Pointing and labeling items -

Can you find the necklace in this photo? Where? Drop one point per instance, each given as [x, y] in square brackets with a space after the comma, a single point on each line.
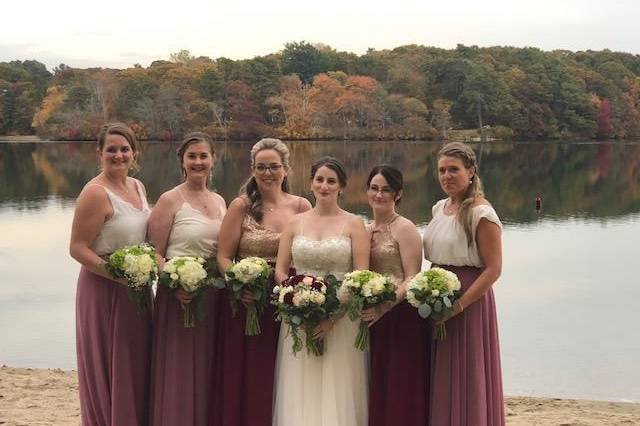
[388, 222]
[197, 195]
[449, 208]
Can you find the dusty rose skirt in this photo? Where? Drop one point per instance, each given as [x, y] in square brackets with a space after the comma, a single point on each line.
[113, 343]
[182, 379]
[399, 383]
[466, 377]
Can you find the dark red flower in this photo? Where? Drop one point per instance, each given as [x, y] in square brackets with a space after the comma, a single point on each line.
[288, 298]
[295, 280]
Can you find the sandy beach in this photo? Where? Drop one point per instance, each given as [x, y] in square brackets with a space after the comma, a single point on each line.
[38, 397]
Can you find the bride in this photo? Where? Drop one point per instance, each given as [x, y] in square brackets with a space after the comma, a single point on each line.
[328, 390]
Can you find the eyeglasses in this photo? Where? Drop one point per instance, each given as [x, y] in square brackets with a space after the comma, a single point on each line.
[262, 168]
[385, 191]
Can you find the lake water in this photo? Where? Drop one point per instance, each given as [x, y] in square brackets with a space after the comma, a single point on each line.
[567, 299]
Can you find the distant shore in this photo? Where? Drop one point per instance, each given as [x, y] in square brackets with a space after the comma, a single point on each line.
[50, 397]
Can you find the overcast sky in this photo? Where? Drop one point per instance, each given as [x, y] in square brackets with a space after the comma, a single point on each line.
[120, 33]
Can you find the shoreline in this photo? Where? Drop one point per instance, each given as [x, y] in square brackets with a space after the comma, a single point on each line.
[33, 396]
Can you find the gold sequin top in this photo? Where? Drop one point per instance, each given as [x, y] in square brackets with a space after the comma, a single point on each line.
[385, 253]
[256, 240]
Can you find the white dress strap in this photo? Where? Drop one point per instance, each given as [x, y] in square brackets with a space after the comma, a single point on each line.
[141, 195]
[344, 224]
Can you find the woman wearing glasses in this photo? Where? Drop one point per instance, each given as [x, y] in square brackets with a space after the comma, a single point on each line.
[252, 227]
[399, 356]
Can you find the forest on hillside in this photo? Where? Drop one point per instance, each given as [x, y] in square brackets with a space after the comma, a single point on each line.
[314, 92]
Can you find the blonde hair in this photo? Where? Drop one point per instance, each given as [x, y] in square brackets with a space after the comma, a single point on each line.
[250, 187]
[121, 129]
[467, 156]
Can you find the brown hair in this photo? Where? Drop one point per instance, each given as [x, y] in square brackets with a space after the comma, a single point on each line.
[121, 129]
[392, 175]
[250, 187]
[191, 139]
[465, 154]
[331, 163]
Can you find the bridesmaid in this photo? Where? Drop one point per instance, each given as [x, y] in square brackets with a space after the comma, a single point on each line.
[252, 227]
[185, 222]
[464, 236]
[399, 345]
[113, 340]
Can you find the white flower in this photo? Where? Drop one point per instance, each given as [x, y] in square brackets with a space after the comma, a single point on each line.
[284, 291]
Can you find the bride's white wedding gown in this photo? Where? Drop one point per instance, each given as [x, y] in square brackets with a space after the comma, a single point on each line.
[327, 390]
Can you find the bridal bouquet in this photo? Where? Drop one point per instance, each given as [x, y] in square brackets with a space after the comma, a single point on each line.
[136, 264]
[304, 301]
[365, 290]
[251, 274]
[193, 275]
[433, 292]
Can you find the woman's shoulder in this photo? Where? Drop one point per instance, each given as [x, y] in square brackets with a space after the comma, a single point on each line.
[171, 197]
[403, 228]
[439, 205]
[403, 224]
[219, 198]
[353, 219]
[239, 205]
[481, 201]
[297, 203]
[482, 209]
[94, 190]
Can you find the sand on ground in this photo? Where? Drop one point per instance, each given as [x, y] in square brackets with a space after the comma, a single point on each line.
[38, 397]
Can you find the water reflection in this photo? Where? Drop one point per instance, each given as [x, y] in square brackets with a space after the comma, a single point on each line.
[573, 180]
[564, 299]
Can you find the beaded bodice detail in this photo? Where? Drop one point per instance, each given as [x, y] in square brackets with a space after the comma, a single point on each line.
[385, 253]
[321, 257]
[256, 240]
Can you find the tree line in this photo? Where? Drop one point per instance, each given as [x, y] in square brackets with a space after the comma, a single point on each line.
[311, 91]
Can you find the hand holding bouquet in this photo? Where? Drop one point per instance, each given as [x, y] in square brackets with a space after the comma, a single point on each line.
[252, 275]
[136, 264]
[304, 301]
[193, 276]
[433, 292]
[366, 289]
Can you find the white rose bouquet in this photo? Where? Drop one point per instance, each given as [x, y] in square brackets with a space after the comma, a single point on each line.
[136, 264]
[365, 289]
[251, 274]
[194, 275]
[433, 292]
[304, 301]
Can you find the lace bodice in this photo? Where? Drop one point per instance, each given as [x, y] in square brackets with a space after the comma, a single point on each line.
[321, 257]
[256, 240]
[385, 253]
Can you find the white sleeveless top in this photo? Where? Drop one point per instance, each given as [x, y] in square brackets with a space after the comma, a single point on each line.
[330, 255]
[445, 242]
[127, 226]
[193, 233]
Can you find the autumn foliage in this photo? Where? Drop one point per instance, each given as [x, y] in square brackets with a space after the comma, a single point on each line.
[315, 92]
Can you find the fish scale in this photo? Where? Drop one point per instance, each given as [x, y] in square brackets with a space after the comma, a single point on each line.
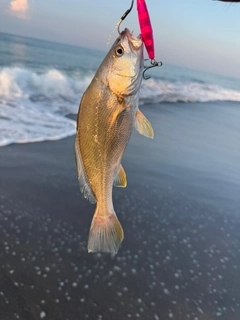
[107, 113]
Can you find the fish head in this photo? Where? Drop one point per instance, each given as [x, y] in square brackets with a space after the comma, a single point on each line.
[124, 74]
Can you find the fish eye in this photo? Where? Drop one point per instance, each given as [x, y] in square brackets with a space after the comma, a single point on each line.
[119, 51]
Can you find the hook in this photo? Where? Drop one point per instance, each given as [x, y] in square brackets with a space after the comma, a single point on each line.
[124, 16]
[154, 63]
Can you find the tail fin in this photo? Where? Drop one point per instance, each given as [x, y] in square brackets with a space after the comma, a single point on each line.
[106, 234]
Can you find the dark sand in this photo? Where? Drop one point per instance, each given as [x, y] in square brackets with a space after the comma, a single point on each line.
[180, 258]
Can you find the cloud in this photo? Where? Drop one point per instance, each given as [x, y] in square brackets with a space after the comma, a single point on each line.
[19, 8]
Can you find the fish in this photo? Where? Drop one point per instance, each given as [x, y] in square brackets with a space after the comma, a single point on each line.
[108, 111]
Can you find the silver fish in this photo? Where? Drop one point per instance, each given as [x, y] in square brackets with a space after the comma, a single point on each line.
[107, 113]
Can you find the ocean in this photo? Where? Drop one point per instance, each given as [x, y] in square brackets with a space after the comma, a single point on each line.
[42, 82]
[180, 212]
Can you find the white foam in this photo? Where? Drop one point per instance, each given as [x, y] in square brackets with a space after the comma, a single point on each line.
[155, 91]
[33, 104]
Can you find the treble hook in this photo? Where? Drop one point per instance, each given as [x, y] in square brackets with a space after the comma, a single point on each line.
[154, 63]
[124, 16]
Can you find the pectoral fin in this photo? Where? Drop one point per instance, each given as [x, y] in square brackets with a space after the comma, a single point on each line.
[120, 179]
[143, 126]
[83, 182]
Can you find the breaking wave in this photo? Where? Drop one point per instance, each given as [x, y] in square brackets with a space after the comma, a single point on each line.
[33, 106]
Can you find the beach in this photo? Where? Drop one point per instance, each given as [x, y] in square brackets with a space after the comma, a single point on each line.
[180, 213]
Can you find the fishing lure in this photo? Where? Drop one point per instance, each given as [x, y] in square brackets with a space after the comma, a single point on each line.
[147, 34]
[146, 28]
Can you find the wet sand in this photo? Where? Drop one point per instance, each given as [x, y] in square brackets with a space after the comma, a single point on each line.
[180, 258]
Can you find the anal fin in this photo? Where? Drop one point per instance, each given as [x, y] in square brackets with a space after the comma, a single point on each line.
[121, 178]
[143, 126]
[83, 182]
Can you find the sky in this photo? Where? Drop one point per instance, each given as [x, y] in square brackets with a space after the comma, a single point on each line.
[199, 34]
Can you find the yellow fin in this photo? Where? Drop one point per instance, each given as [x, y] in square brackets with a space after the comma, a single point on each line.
[106, 233]
[83, 182]
[143, 126]
[120, 179]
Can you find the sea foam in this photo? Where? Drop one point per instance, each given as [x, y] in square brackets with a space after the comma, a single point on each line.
[34, 105]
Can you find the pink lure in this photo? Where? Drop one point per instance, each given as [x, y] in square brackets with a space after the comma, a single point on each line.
[146, 28]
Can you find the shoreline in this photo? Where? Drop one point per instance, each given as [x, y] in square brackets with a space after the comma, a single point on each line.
[180, 256]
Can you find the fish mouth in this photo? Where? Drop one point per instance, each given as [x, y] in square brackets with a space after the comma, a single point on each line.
[134, 42]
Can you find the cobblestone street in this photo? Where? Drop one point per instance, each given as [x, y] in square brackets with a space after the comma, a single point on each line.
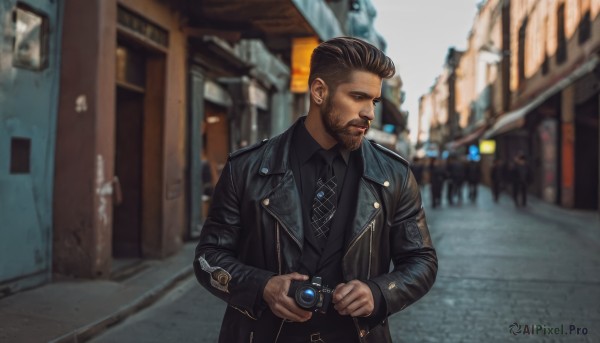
[498, 265]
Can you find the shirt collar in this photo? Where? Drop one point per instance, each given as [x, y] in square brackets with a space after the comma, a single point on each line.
[306, 146]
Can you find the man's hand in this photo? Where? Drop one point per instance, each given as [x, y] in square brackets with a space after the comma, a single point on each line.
[353, 298]
[275, 295]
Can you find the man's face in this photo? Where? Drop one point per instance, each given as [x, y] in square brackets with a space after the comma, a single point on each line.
[347, 113]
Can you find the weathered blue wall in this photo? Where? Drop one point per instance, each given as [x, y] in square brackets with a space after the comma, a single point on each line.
[28, 109]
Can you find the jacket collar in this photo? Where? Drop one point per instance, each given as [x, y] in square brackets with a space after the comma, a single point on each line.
[275, 159]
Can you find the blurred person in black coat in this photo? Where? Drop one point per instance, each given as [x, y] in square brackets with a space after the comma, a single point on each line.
[521, 177]
[438, 175]
[497, 176]
[473, 178]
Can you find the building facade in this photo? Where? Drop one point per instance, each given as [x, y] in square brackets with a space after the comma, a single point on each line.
[529, 81]
[137, 105]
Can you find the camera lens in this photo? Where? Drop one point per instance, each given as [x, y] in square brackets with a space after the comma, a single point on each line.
[306, 297]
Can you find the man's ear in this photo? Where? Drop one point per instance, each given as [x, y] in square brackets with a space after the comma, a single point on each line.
[318, 90]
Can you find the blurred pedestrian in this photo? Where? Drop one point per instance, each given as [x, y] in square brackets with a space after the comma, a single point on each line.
[417, 168]
[304, 226]
[521, 177]
[497, 176]
[456, 174]
[438, 175]
[473, 178]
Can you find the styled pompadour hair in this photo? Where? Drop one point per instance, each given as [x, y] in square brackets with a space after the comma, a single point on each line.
[335, 59]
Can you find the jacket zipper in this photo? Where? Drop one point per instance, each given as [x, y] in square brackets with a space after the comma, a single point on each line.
[279, 332]
[365, 230]
[278, 248]
[285, 228]
[371, 249]
[244, 312]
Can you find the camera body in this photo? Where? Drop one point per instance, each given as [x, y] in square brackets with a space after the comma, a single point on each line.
[311, 295]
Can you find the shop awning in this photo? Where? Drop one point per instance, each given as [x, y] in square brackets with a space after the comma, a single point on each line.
[469, 138]
[266, 18]
[516, 119]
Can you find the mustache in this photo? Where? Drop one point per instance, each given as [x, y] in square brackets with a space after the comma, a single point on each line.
[359, 122]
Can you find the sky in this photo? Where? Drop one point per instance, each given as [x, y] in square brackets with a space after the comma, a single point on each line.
[418, 35]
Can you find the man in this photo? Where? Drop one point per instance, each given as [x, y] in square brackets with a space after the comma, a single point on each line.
[473, 178]
[262, 231]
[521, 177]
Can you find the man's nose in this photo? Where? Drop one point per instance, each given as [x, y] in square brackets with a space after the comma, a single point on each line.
[368, 113]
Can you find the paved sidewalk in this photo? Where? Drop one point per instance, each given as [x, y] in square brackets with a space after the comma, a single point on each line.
[76, 310]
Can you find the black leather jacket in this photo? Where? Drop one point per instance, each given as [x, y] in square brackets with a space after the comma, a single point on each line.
[254, 231]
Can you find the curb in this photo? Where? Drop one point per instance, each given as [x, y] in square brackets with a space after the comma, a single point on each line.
[87, 332]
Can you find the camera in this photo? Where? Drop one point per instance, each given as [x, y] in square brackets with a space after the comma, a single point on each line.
[311, 295]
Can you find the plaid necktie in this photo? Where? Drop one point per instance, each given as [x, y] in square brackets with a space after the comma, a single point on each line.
[325, 200]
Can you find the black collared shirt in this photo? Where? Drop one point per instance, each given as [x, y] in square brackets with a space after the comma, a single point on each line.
[306, 165]
[309, 164]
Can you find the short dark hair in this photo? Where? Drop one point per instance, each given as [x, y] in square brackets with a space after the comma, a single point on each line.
[335, 59]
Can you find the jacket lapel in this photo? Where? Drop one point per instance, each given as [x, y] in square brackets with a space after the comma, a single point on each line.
[283, 203]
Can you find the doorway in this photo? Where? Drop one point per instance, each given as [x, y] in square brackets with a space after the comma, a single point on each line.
[127, 215]
[586, 154]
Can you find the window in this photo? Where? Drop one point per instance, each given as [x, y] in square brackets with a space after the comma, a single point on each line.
[561, 50]
[20, 155]
[30, 48]
[521, 51]
[585, 27]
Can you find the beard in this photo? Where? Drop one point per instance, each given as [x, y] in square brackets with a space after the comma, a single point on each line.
[342, 133]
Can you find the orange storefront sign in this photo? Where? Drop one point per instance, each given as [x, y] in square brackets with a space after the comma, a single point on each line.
[302, 49]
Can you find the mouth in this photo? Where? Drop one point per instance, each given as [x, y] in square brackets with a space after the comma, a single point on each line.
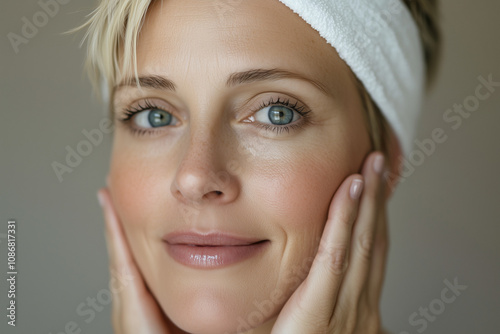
[213, 250]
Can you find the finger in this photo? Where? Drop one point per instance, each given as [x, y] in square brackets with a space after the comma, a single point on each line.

REQUIRED TASK - Reproduce the items word for word, starting at the line that contains "Can you find the beard" and continuing through the last of the items. Leave the pictures out of your answer.

ANSWER BELOW -
Can you find the beard in this photo? Where? Drop one point per instance, each given as [x, y] in square brackets with a space after the comma, a single point on each line.
[342, 133]
Can you find the orange storefront sign in this photo? Where? Drop one point per instance, each given as [x, y] in square brackets with a space after the comma, a single point on each line.
[302, 49]
Can you find the mouth in this photo? Where? Drop one point per instance, each given as [x, y] in square brackets with a space after the comma, a single point on each line.
[213, 250]
Can you find the finger in this photo? Where? Drop one point per instance, each given as [x, y] in square brackets with a space after the comma, a single point on each line.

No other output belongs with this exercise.